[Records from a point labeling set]
——————

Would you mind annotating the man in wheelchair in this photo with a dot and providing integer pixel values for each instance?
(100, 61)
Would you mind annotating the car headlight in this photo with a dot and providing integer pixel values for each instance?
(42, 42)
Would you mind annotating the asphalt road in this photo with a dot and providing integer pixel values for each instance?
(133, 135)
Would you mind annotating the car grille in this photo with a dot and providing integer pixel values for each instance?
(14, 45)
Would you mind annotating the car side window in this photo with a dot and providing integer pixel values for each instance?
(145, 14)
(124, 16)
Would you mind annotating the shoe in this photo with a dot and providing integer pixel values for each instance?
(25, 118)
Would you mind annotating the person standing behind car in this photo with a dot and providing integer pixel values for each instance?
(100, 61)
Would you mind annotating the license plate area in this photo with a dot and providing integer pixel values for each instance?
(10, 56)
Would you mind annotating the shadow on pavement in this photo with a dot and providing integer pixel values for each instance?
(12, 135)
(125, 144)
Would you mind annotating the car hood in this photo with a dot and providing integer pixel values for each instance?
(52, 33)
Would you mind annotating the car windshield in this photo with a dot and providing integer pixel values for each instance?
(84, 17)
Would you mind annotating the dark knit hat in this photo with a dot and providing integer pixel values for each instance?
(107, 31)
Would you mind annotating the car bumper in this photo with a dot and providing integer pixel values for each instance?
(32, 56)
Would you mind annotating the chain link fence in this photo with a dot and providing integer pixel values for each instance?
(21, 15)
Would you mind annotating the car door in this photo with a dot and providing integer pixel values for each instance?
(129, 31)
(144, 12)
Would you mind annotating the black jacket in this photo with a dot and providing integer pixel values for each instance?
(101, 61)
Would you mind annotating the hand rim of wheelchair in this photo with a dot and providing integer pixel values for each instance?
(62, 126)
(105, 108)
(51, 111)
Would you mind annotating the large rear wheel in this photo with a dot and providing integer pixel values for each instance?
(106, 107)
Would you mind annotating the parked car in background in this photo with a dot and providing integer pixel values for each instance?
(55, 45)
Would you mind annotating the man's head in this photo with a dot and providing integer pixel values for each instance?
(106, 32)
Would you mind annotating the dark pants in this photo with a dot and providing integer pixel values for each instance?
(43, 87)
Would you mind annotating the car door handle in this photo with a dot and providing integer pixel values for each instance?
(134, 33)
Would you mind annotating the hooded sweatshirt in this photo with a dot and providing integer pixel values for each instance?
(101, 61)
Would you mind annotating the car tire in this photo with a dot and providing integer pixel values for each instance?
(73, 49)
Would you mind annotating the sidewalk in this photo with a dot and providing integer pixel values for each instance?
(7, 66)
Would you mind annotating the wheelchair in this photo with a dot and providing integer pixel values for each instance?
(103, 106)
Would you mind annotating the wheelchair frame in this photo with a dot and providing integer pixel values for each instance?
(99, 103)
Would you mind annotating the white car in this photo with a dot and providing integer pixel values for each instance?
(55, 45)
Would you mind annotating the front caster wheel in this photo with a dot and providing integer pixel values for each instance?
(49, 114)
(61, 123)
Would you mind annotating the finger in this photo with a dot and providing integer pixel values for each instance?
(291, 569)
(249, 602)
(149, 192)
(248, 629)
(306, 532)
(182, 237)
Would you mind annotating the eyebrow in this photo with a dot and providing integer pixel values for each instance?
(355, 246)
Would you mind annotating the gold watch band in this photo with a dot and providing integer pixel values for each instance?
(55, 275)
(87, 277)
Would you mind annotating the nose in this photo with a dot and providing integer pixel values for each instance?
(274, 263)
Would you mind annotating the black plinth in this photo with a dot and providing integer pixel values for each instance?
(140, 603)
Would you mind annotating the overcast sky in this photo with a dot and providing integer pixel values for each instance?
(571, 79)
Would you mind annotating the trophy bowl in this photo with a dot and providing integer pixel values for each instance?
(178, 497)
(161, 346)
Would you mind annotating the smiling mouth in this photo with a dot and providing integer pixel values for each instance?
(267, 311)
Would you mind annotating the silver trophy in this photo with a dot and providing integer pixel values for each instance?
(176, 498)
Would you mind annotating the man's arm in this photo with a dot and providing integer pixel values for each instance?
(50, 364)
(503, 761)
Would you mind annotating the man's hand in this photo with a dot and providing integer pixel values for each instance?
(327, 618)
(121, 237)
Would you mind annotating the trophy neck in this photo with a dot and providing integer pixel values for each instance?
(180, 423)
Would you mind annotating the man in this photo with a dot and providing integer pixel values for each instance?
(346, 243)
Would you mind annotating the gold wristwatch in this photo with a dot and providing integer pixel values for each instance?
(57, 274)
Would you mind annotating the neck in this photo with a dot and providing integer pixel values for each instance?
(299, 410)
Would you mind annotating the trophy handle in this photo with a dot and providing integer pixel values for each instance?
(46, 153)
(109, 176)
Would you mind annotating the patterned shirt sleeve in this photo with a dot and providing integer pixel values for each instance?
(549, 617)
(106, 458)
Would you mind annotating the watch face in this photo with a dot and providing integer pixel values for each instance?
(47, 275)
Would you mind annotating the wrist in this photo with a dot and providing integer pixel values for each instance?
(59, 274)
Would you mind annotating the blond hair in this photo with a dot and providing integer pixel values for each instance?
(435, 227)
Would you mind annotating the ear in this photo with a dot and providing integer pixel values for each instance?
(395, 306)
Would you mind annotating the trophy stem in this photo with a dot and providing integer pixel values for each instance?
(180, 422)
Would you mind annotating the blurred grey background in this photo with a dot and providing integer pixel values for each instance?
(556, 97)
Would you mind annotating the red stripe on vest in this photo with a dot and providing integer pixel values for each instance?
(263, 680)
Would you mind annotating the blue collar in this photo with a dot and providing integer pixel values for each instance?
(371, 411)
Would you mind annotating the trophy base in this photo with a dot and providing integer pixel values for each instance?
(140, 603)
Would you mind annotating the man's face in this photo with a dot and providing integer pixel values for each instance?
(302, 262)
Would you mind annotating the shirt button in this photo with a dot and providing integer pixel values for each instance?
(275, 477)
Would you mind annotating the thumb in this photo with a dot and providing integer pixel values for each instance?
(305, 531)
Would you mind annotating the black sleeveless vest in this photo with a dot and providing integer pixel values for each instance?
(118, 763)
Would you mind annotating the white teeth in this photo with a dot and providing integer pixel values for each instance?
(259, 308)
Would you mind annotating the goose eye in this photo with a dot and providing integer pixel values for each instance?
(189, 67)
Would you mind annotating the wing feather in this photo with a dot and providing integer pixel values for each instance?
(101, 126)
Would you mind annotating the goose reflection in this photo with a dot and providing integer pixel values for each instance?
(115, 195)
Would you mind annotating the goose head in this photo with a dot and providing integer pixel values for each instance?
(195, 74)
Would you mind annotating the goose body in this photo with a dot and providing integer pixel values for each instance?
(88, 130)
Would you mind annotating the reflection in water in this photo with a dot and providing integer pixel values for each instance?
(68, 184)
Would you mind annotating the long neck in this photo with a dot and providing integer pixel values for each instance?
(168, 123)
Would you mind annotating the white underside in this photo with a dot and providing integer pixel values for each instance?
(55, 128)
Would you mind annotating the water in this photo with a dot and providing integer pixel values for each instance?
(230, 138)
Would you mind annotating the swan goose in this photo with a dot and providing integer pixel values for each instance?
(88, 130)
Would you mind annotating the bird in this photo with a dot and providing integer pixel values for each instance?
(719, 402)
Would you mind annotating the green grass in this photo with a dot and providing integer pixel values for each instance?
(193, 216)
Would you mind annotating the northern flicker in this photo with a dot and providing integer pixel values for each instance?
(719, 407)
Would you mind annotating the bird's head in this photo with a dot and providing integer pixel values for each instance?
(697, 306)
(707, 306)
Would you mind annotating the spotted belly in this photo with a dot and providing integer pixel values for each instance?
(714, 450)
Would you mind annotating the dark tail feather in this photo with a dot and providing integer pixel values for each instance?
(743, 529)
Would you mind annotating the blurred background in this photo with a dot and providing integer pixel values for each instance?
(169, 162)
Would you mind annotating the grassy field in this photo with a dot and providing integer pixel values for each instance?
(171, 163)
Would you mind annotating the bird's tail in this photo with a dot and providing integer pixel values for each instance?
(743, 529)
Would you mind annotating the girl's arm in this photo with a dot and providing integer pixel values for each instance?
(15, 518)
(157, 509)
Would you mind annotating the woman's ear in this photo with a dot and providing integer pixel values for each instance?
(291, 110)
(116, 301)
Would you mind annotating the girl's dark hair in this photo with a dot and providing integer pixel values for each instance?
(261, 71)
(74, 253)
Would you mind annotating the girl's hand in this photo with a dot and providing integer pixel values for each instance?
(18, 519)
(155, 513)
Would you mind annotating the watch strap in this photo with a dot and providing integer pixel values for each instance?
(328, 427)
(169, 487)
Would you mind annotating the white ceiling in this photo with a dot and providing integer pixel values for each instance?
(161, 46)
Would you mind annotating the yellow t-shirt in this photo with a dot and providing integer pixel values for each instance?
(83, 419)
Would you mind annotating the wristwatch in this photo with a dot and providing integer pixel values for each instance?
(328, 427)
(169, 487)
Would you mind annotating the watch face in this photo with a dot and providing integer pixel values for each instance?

——————

▶ **What is being asked**
In the listing above, find the line with "Would you mind annotating the blurred background" and set down that line and all after it exactly, through the final line.

▶ **The output**
Would you mind annotating the blurred background in this photo with a dot and providing integer pixel values for each instance?
(169, 162)
Would you mind annotating the grassy field in this photo with a dot and providing integer pixel values for each instance?
(171, 163)
Would you mind annotating the bird's tail in this photo with a dot and providing integer pixel values for each instance?
(743, 529)
Would you mind annotating the girl's arm in this photo with a dot and providing integer pixel values for each instance?
(15, 518)
(157, 509)
Would you mind annotating the woman's ear in this photo with a dot and providing integer pixel values for each instance?
(291, 110)
(116, 301)
Would you mind annotating the girl's dark hair in this photo with a dot and providing integer pixel values for each instance?
(261, 71)
(74, 253)
Would you mind annotating the girl's hand in this photo with a dot and providing integer pixel values for each instance?
(18, 519)
(155, 513)
Would you mind annotating the watch strap in this photo with a dot and providing integer pixel values for each instance?
(328, 427)
(169, 487)
Would you mind annotating the white ceiling in this photo with a dot and providing integer pixel values for each instance?
(161, 46)
Would you mind annotating the yellow t-shirt in this photo with a dot and providing integer pixel values for each instance?
(83, 419)
Would you mind annotating the wristwatch in this photo with a dot and providing integer pixel values for each instance?
(328, 427)
(169, 487)
Would you mind annotating the watch face in this photo with a dot and providing integer pixel values for each instance?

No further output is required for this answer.